[Some data]
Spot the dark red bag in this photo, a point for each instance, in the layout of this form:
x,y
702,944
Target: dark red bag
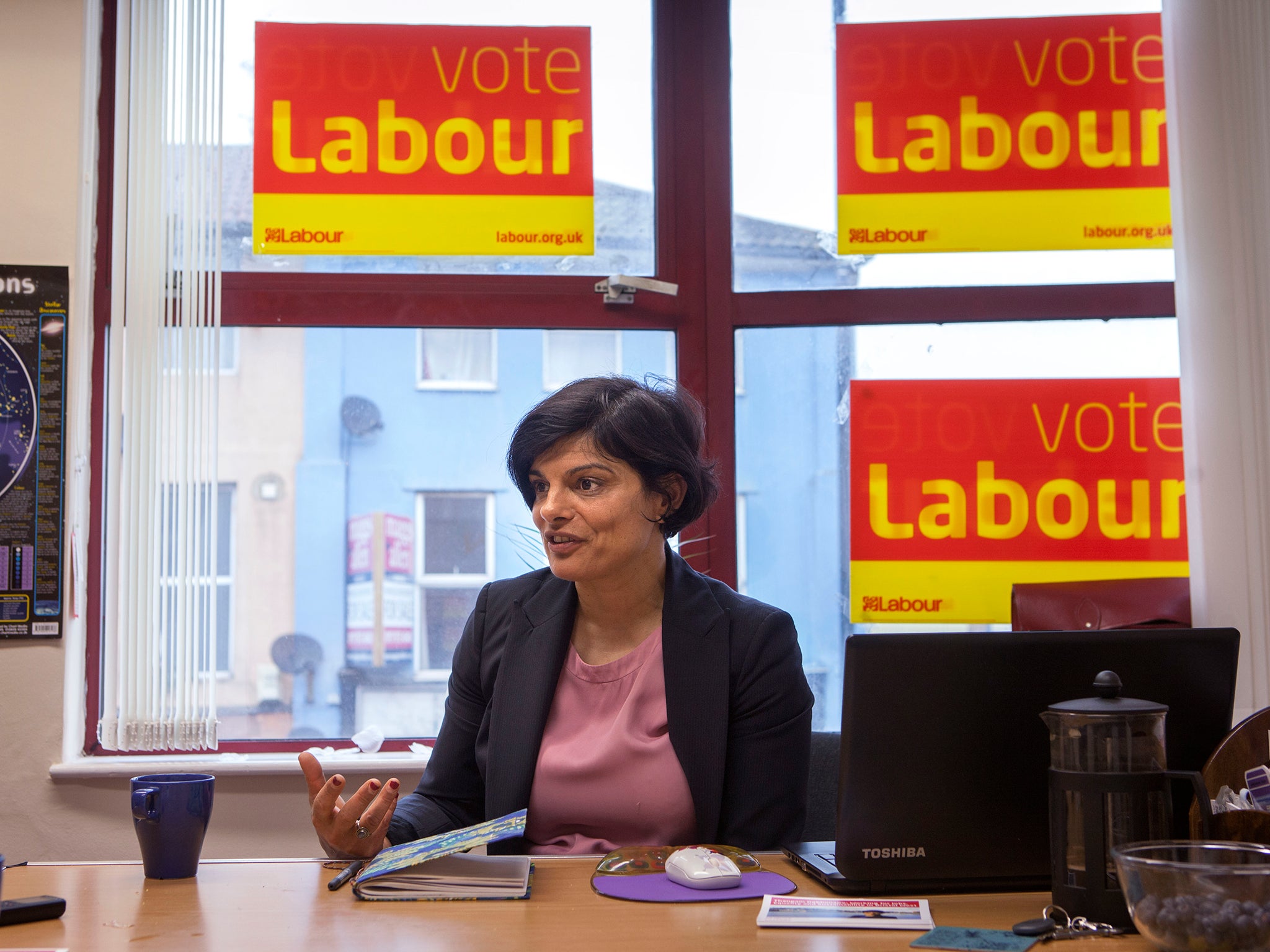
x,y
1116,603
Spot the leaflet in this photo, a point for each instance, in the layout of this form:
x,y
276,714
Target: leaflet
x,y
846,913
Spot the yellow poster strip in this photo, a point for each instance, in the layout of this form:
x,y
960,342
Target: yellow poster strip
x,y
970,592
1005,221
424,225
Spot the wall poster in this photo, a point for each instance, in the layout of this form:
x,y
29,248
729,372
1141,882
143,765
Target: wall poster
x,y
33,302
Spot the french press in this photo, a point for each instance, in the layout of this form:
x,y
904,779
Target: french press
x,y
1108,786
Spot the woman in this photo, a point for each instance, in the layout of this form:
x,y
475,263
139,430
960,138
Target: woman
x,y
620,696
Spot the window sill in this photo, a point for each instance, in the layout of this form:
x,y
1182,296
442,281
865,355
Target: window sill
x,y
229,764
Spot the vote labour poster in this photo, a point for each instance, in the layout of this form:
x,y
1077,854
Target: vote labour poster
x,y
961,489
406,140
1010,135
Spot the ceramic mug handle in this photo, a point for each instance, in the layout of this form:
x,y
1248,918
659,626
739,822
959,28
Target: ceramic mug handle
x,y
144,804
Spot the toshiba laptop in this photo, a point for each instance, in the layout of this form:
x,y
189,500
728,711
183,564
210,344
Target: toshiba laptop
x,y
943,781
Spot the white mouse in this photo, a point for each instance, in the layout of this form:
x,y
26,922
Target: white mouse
==
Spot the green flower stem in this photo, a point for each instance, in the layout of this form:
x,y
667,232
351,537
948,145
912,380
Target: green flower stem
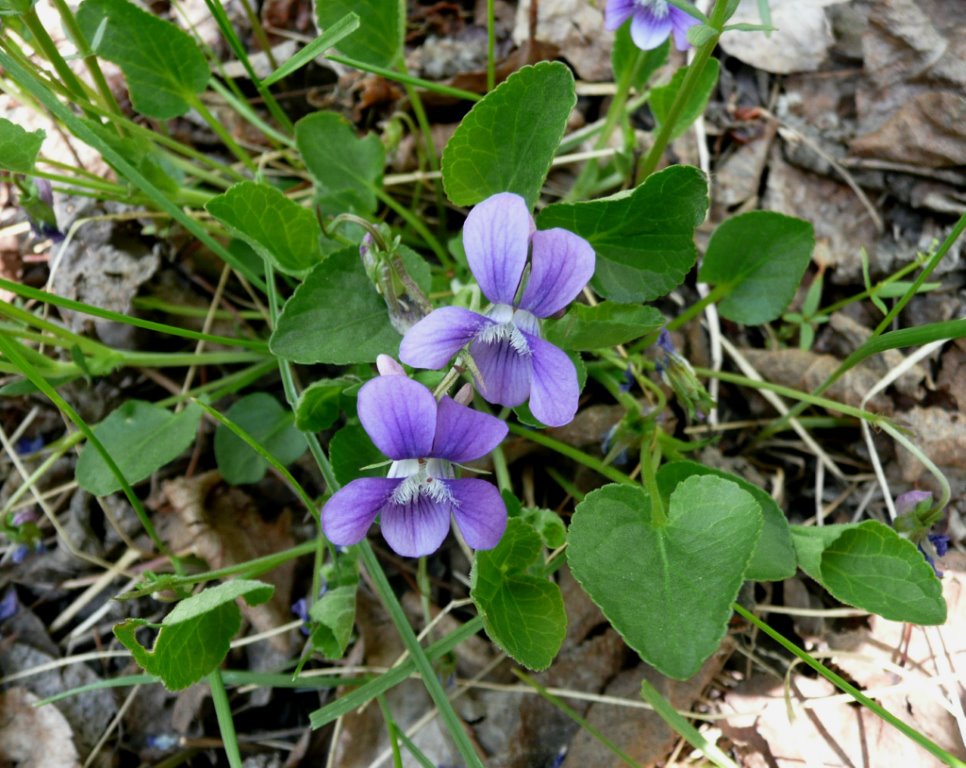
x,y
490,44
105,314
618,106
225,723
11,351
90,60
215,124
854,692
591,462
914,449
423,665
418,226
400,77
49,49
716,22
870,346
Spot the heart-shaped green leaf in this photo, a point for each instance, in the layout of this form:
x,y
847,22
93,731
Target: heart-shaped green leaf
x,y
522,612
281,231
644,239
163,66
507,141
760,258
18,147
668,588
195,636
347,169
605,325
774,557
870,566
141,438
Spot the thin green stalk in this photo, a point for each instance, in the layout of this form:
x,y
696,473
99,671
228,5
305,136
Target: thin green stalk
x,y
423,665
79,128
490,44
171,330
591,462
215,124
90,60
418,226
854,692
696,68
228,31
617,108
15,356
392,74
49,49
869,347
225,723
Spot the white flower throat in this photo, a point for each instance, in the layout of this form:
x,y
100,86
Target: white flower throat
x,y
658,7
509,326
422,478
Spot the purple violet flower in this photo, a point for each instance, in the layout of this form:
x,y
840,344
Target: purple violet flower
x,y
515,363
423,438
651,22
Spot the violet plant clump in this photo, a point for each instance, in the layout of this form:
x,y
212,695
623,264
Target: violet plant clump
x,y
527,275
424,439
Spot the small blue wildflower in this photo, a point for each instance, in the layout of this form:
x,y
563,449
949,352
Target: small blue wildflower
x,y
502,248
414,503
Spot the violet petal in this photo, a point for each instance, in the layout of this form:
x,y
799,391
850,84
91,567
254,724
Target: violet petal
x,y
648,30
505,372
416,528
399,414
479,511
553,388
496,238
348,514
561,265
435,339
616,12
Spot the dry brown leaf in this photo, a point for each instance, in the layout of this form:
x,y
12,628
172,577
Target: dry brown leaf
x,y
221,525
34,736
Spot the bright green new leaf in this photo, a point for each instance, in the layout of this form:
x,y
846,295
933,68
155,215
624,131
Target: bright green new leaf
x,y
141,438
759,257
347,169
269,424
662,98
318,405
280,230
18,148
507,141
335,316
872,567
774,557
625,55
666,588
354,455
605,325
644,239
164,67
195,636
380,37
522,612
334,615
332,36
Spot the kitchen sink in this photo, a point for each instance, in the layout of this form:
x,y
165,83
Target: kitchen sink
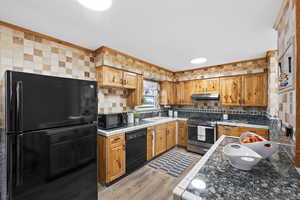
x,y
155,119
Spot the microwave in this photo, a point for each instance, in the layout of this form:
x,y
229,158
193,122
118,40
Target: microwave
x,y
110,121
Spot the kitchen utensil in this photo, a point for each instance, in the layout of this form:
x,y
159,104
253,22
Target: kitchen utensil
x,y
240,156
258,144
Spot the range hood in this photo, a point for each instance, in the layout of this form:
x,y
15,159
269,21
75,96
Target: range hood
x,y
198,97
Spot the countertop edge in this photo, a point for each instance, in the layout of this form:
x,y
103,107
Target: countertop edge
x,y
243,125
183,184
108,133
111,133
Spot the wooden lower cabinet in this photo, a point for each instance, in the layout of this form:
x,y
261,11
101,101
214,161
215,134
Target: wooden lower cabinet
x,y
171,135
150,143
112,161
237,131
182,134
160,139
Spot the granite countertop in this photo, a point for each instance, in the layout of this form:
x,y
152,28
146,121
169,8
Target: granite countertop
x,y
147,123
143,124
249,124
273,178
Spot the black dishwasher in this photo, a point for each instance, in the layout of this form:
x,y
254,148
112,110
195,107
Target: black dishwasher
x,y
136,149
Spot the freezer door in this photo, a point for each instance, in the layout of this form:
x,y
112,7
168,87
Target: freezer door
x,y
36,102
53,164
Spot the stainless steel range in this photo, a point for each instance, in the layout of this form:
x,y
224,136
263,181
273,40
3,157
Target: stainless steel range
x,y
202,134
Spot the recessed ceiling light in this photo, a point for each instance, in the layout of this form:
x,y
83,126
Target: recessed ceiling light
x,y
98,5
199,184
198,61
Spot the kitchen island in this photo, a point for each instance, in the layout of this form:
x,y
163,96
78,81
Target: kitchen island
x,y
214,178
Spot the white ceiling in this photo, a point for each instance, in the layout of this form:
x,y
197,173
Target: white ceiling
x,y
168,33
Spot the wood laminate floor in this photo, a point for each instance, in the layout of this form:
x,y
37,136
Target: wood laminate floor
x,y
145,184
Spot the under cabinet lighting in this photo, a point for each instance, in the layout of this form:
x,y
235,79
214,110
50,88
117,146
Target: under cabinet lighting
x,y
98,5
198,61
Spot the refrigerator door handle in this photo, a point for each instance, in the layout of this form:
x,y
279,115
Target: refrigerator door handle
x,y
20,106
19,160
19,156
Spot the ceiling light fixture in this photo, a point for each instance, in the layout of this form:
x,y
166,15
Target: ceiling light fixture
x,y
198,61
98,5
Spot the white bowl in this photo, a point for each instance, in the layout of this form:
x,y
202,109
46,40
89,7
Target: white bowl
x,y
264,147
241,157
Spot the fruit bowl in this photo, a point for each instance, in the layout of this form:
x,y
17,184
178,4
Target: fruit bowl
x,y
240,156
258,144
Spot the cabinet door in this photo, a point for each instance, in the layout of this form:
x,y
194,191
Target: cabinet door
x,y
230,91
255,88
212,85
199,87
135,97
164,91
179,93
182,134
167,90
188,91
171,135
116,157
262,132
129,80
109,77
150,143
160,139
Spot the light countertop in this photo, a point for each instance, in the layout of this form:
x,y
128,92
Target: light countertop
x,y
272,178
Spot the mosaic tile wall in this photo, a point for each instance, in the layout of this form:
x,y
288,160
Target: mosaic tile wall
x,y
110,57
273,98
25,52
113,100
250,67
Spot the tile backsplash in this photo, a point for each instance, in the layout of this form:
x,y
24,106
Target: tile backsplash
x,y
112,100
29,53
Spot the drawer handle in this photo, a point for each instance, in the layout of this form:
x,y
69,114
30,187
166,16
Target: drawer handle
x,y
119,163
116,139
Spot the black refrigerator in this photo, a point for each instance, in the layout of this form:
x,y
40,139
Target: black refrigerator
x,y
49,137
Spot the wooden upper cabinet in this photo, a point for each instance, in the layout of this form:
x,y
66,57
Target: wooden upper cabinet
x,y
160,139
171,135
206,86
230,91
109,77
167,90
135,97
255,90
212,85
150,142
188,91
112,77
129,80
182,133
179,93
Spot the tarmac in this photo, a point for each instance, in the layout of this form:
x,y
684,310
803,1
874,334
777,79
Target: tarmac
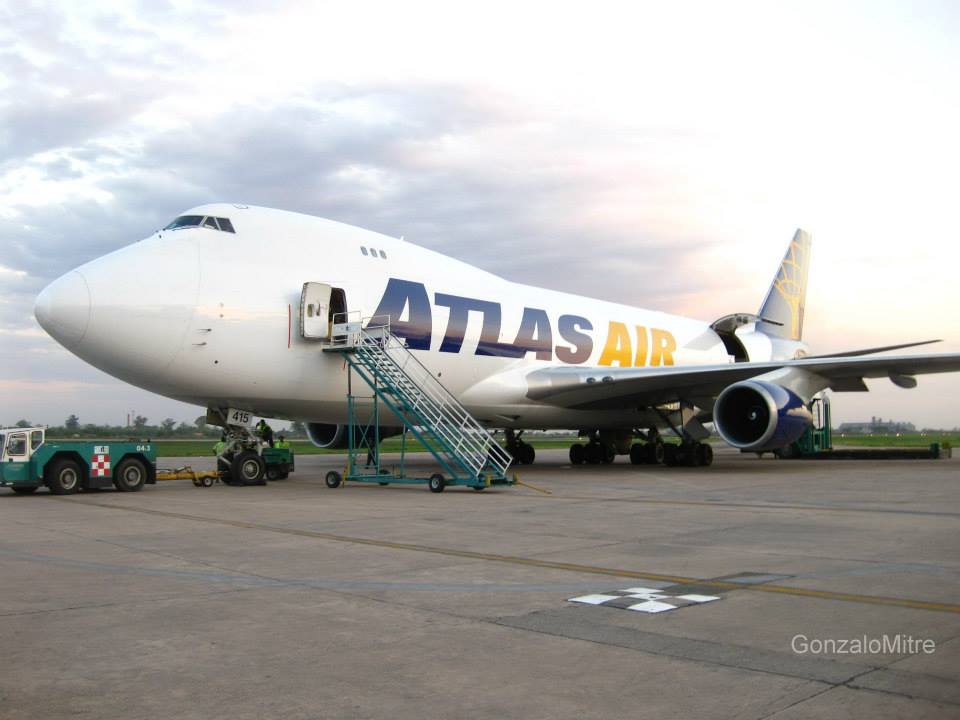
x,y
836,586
---
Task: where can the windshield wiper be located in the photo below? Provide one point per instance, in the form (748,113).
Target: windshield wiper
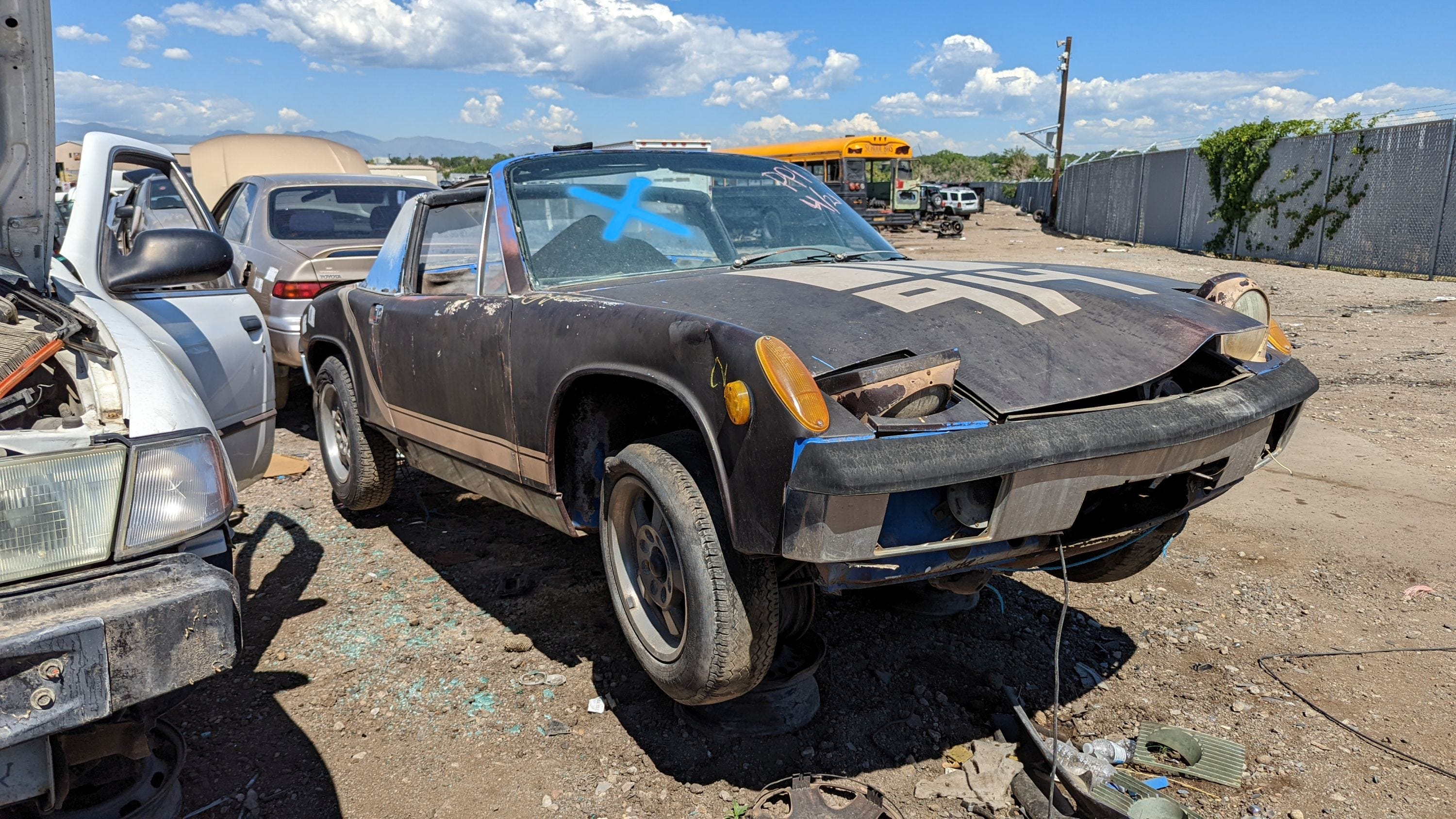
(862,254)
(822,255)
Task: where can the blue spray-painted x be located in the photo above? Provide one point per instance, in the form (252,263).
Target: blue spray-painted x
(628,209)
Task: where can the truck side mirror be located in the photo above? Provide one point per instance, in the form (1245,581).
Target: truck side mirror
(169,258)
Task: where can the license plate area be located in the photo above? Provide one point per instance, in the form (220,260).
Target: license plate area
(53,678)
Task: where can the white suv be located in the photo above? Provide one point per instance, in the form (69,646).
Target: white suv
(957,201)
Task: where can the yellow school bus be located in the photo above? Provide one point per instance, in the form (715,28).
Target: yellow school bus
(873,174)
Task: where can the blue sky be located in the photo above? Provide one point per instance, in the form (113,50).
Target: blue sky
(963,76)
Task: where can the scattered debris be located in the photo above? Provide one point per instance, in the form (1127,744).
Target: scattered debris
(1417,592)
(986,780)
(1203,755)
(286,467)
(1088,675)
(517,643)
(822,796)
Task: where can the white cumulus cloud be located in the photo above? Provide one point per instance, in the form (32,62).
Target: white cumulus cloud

## [SET EXERCISE]
Reproduce word for word the lines of the data from the line that contains "Spot the window" through the line that contains "Target: white mouse", including both of those lines.

## [THE RESPONSE]
Spot the window sill in this photo, a point for each instance, in the layout of this form:
x,y
1182,296
442,281
865,355
Target: window sill
x,y
229,764
Spot the vote labour poster in this photo, a point for each instance, in the layout of this form:
x,y
1077,854
Target: vote labour poster
x,y
961,489
406,140
1010,135
Spot the ceramic mug handle in this photo, a point for each instance, in the layout of this form:
x,y
1248,918
659,626
739,822
959,28
Target: ceramic mug handle
x,y
144,804
Spot the toshiba laptop in this photo, a point for each instance, in the layout of this form:
x,y
189,500
728,711
183,564
210,344
Target: toshiba laptop
x,y
943,781
Spot the white mouse in this photo, a point for each instance, in the layout of this form:
x,y
26,922
Target: white mouse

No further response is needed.